Turn the listing below into a JSON list of strings with one string per line, skipping blank lines and leaving the pictures out.

=== MATERIAL PROVIDED ===

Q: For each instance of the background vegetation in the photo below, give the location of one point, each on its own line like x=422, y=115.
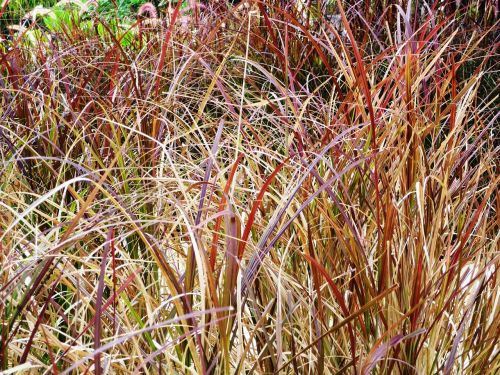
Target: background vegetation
x=277, y=187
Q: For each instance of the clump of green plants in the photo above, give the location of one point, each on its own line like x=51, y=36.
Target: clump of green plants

===

**ANSWER IN FULL**
[
  "Q: For each instance of the background vegetation in the photo below, give the location of one point, each on its own line like x=422, y=115.",
  "Target: background vegetation",
  "x=277, y=187",
  "Q: For each instance of the clump of green plants in the photo above, give the location of one point, each on its own line like x=51, y=36.",
  "Target: clump of green plants"
]